**DATA TO PROCESS:**
[start]
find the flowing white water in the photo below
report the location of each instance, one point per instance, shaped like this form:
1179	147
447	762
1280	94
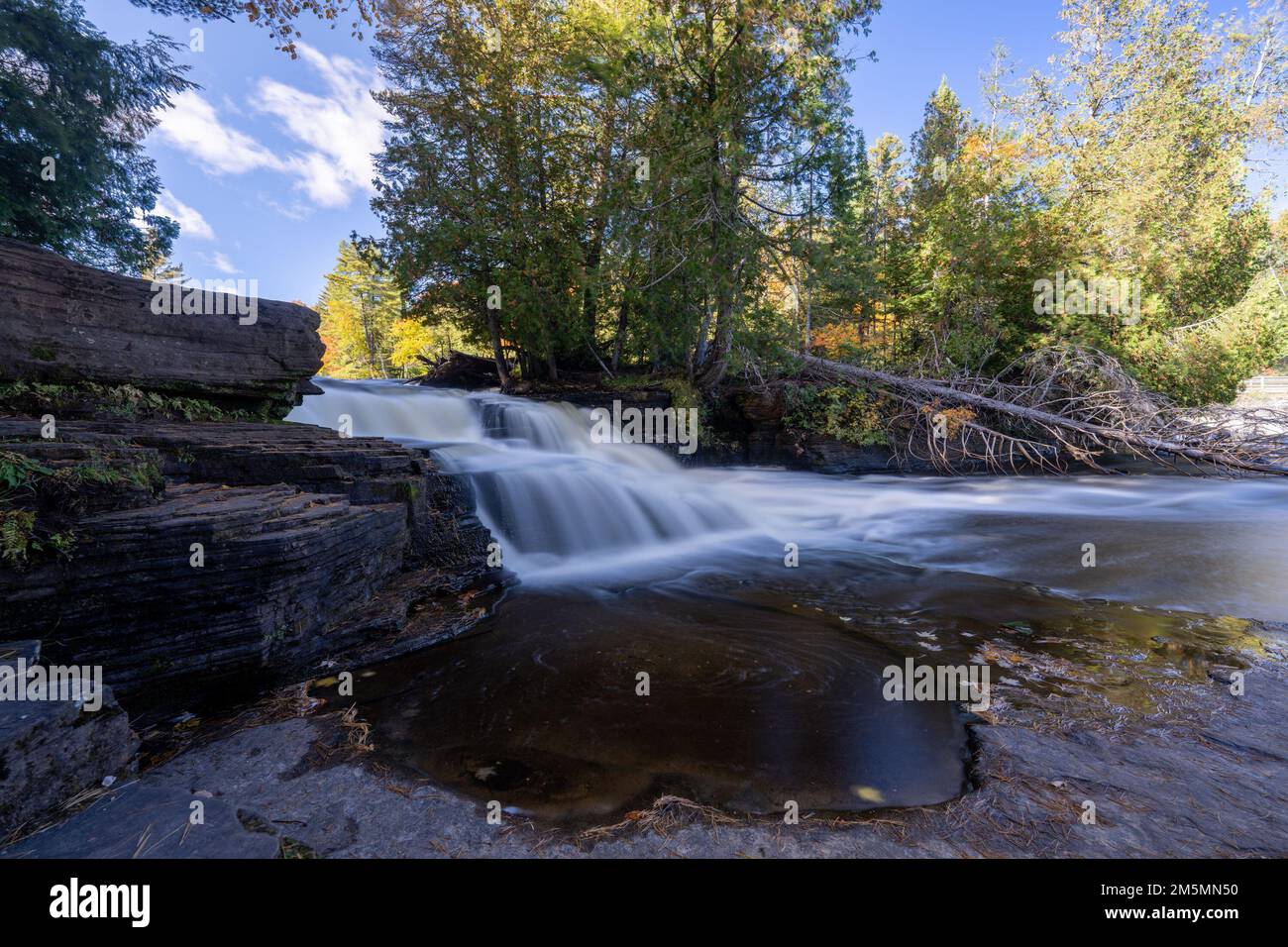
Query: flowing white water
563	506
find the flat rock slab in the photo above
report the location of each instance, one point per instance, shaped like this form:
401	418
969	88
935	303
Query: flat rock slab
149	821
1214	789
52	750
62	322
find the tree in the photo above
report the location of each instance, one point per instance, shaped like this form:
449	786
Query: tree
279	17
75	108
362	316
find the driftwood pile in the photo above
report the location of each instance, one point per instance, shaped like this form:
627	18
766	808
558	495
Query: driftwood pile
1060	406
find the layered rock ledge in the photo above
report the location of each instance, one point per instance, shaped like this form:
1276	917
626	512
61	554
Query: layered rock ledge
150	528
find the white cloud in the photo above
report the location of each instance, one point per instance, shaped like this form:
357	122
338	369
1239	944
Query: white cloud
[end]
**PROBLEM STATEMENT:** Copy the records word for word, from the line containing "find the driftwood pile in the photo above" through the end of the records, including both of those lines.

**WRITTEN ANSWER:**
find the driftwood pile in the photo above
report the location of each instance, one point per instance, shaped like this form:
627	18
766	808
558	495
Query: driftwood pile
1060	406
find the layered rock ledge in the photo above
report the location of each instance, one point per instance, shaped like this form:
1276	917
626	512
61	554
Query: layered rock ledge
150	528
find the white cloud in the photo above
report the location of each instance, one point per instance, shaped like this form:
357	122
338	369
1239	944
Query: white cloud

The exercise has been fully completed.